STATED TASK:
Convert every line of the records below into a Markdown table with the columns "Row" and "Text". Put the row number in "Row" and the line itself in "Text". Leave out blank lines, and omit the pictures from the table.

RECORDS PROVIDED:
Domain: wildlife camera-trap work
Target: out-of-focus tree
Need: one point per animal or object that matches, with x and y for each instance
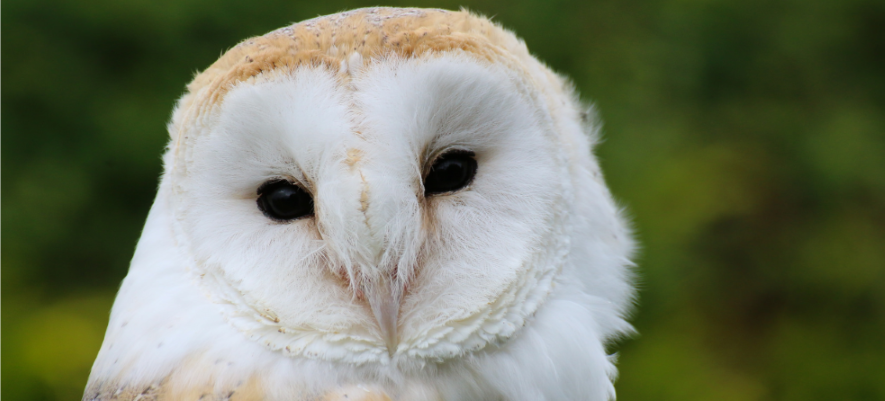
(746, 138)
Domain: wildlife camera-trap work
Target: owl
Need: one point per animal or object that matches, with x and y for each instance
(381, 204)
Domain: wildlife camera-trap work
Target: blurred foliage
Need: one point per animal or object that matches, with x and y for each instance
(745, 137)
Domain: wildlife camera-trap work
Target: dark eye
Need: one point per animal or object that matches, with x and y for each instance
(282, 200)
(450, 172)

CORRECT OUTPUT:
| Row | Text |
|---|---|
| 1 | Domain: wildlife camera-trap work |
| 2 | Target: out-of-focus tree |
| 3 | Need: one point per animal or object that matches, with x and y for each instance |
| 4 | (746, 138) |
| 5 | Domain: wildlife camera-trap work |
| 6 | Target: owl |
| 7 | Need: one point per animal or object that matches, with x and y for each instance |
| 8 | (381, 204) |
| 9 | Domain: wildlife camera-trap work |
| 10 | Target: blurred foliage |
| 11 | Need: one point per animal or object that matches, with x and y for each instance |
| 12 | (745, 137) |
| 13 | Domain: wildlife camera-trap work |
| 14 | Target: dark eye |
| 15 | Need: one point per animal or object that matches, with x and y for each instance |
| 16 | (282, 200) |
| 17 | (450, 172) |